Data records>
◇ ◇ ◇ ◇

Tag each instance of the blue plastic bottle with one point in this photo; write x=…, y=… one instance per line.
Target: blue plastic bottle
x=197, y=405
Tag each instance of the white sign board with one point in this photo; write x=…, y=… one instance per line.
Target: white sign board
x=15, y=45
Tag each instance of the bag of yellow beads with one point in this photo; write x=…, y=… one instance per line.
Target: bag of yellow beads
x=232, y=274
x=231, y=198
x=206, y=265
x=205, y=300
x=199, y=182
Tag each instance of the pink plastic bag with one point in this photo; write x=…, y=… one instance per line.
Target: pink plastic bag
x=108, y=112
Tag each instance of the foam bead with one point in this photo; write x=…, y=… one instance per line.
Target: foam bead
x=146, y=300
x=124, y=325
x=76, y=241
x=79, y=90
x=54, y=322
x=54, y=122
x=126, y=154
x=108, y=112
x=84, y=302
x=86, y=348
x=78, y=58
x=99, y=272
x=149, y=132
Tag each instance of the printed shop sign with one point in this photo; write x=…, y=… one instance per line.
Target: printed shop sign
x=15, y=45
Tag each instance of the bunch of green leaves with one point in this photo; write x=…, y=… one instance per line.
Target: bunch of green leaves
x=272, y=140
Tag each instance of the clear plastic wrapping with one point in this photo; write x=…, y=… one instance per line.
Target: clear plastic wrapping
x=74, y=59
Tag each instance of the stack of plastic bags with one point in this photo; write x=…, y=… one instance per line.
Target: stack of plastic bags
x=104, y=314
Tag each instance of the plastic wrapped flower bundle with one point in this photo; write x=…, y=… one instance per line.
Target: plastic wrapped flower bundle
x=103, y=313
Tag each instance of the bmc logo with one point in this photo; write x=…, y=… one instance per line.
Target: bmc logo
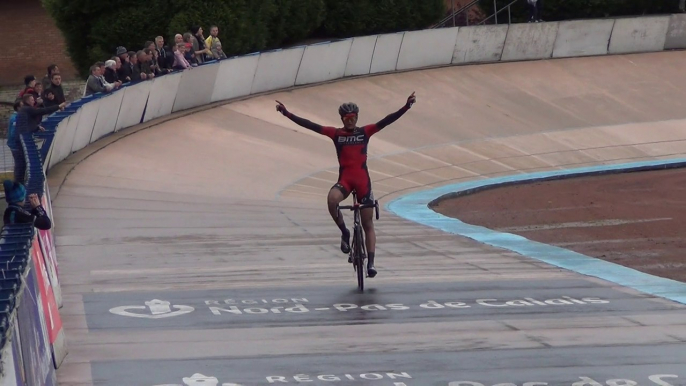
x=351, y=138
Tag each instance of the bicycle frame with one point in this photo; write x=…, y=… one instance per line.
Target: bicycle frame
x=357, y=247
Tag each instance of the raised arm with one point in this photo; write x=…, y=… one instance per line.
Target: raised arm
x=317, y=128
x=390, y=118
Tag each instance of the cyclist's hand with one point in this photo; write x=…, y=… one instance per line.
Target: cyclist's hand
x=281, y=108
x=411, y=100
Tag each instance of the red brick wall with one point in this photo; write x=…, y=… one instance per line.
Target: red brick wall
x=32, y=42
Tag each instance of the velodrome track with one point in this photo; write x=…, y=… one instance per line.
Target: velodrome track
x=224, y=211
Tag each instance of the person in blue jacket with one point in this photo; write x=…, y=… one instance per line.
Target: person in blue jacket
x=15, y=194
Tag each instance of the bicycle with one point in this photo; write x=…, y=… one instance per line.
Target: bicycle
x=358, y=253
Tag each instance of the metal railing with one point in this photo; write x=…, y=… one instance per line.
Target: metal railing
x=454, y=14
x=451, y=20
x=495, y=14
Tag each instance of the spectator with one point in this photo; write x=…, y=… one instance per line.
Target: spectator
x=189, y=53
x=178, y=38
x=94, y=84
x=13, y=117
x=136, y=75
x=144, y=64
x=165, y=57
x=218, y=52
x=125, y=71
x=180, y=62
x=29, y=83
x=15, y=194
x=202, y=52
x=52, y=69
x=111, y=75
x=102, y=79
x=28, y=121
x=213, y=41
x=56, y=88
x=155, y=66
x=49, y=98
x=38, y=90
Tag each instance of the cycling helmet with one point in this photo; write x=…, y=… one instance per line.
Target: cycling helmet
x=348, y=108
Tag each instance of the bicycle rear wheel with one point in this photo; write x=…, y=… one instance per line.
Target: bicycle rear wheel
x=359, y=258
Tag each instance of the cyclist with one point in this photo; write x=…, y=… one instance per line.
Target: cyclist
x=351, y=144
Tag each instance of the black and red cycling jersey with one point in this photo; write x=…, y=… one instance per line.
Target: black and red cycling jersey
x=351, y=149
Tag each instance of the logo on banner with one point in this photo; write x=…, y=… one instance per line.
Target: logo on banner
x=200, y=380
x=154, y=309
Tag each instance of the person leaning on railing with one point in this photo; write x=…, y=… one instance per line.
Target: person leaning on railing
x=28, y=121
x=15, y=195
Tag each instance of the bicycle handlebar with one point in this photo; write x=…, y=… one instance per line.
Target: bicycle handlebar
x=360, y=206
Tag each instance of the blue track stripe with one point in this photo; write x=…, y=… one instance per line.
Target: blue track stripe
x=415, y=207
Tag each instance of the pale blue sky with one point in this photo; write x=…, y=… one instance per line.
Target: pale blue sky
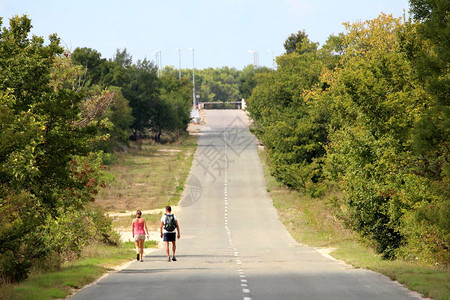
x=221, y=31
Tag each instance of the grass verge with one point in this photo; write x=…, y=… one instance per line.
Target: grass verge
x=311, y=222
x=149, y=176
x=97, y=260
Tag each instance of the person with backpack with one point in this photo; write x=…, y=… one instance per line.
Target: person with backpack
x=169, y=224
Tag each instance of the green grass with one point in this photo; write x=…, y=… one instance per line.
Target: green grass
x=58, y=284
x=311, y=222
x=148, y=177
x=125, y=221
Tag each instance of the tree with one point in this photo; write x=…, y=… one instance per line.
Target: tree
x=299, y=43
x=47, y=169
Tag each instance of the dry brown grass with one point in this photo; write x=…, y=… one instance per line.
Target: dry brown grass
x=147, y=177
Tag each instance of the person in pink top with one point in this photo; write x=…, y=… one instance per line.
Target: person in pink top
x=137, y=229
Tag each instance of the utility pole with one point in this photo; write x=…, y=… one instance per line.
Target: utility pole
x=179, y=62
x=193, y=79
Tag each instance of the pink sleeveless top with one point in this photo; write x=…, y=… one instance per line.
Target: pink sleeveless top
x=139, y=228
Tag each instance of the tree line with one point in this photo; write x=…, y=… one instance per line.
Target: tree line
x=60, y=112
x=367, y=115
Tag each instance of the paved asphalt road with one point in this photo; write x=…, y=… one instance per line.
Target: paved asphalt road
x=232, y=244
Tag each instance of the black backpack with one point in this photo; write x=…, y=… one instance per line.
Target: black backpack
x=169, y=223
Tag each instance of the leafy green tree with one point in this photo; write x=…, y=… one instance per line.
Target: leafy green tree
x=46, y=165
x=292, y=133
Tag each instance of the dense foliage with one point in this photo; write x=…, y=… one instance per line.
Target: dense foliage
x=58, y=111
x=368, y=114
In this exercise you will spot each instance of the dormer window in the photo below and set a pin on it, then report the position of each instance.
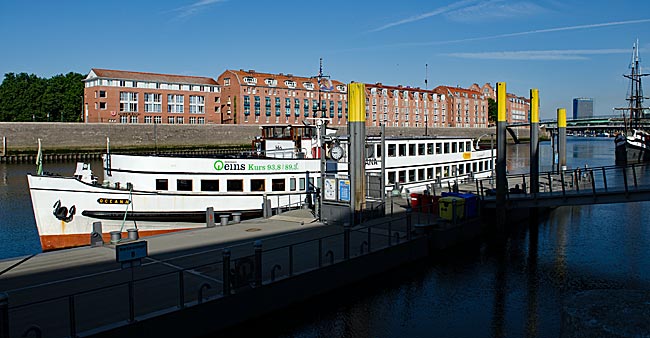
(249, 80)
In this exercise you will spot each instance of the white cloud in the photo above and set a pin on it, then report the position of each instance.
(192, 9)
(419, 17)
(569, 54)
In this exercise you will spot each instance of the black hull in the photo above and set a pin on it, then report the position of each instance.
(176, 216)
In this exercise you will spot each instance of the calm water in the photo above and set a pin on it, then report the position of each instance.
(513, 286)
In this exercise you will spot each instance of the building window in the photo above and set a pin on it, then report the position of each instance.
(161, 184)
(152, 103)
(197, 104)
(128, 102)
(183, 185)
(175, 103)
(235, 185)
(209, 185)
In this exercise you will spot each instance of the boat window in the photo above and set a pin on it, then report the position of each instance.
(161, 184)
(278, 184)
(402, 176)
(391, 150)
(183, 185)
(235, 185)
(402, 150)
(257, 185)
(391, 177)
(209, 185)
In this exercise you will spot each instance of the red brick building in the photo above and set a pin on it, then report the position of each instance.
(403, 106)
(250, 97)
(116, 96)
(467, 108)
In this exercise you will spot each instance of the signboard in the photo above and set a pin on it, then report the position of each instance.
(130, 251)
(344, 190)
(330, 189)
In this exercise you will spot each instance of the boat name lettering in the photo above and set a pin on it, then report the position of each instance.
(113, 201)
(228, 165)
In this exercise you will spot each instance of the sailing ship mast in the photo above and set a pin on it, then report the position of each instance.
(637, 112)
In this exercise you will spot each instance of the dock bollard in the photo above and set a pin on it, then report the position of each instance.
(133, 234)
(4, 315)
(224, 219)
(116, 236)
(226, 272)
(258, 263)
(209, 217)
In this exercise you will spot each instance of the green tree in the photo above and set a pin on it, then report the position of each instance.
(26, 97)
(492, 110)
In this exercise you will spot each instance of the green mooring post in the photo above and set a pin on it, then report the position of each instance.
(502, 184)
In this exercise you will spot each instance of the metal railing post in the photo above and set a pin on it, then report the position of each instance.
(226, 272)
(4, 315)
(408, 224)
(73, 317)
(258, 263)
(181, 290)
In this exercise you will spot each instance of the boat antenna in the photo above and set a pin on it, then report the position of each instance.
(426, 76)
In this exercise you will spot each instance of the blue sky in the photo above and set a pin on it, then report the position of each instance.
(566, 49)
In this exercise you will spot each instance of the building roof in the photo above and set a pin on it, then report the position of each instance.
(152, 77)
(284, 81)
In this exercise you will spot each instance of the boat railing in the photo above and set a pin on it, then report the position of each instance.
(159, 287)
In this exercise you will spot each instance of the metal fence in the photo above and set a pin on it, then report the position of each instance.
(118, 297)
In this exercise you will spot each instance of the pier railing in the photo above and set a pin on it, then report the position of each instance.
(573, 183)
(121, 296)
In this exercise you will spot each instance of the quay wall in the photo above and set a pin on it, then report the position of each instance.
(21, 137)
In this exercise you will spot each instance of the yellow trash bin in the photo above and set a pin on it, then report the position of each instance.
(448, 204)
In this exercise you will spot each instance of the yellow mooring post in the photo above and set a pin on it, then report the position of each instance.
(561, 138)
(534, 140)
(502, 184)
(357, 128)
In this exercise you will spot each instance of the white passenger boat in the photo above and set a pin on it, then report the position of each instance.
(159, 194)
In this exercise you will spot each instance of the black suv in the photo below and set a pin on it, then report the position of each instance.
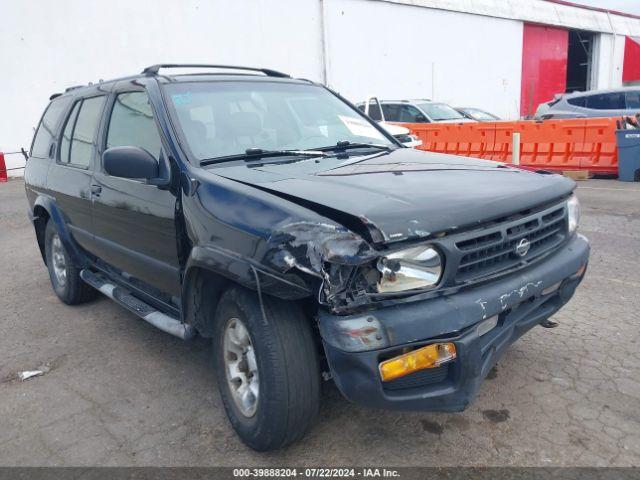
(271, 215)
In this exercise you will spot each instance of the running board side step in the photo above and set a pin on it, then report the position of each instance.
(145, 311)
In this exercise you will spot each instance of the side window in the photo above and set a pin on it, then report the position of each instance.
(577, 102)
(606, 101)
(65, 143)
(46, 130)
(410, 114)
(633, 99)
(391, 112)
(132, 125)
(79, 136)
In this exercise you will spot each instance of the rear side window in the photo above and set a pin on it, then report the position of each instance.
(633, 99)
(391, 112)
(577, 102)
(78, 142)
(606, 101)
(410, 114)
(46, 130)
(132, 124)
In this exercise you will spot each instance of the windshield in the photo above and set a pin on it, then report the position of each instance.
(219, 119)
(440, 111)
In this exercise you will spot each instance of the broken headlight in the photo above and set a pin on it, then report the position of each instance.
(573, 213)
(415, 267)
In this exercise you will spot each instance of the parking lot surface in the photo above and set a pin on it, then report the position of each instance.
(120, 392)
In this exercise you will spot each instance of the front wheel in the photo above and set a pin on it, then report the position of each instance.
(267, 369)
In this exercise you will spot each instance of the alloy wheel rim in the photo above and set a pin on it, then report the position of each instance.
(58, 259)
(241, 367)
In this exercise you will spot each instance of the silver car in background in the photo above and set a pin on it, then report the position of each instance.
(592, 103)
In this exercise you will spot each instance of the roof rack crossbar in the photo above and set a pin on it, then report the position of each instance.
(154, 69)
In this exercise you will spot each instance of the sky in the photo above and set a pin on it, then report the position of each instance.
(627, 6)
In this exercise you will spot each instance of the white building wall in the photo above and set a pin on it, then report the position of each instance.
(401, 51)
(608, 61)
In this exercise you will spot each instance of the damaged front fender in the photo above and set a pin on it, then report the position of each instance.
(328, 252)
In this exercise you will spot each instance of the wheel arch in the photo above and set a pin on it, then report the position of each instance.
(46, 210)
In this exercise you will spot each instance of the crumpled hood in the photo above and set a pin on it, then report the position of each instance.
(406, 193)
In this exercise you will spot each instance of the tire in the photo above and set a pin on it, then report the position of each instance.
(288, 373)
(64, 275)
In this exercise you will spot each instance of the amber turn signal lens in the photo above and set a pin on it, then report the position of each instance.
(430, 356)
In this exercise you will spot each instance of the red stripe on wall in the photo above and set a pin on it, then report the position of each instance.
(544, 65)
(631, 66)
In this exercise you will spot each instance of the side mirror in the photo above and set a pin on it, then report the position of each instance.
(130, 162)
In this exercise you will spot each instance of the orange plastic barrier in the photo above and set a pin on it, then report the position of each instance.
(571, 144)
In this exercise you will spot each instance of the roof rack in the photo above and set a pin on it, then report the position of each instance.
(154, 69)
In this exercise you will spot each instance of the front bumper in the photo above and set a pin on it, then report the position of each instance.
(521, 301)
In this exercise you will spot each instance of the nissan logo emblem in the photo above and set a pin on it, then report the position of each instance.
(522, 248)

◇ ◇ ◇ ◇

Using the data above, retype exactly and only the lines from the one containing "Target: plastic wrapped flower bundle" up to and including the one containing "Tag each instance of the bicycle frame", with no pictures carried over.

Response area>
Target: plastic wrapped flower bundle
x=103, y=313
Tag each instance of the bmc logo with one point in this photo; write x=…, y=… one instance per line.
Target: bmc logo
x=351, y=138
Tag each instance of the bicycle frame with one point in this photo; write x=…, y=… one instance per line.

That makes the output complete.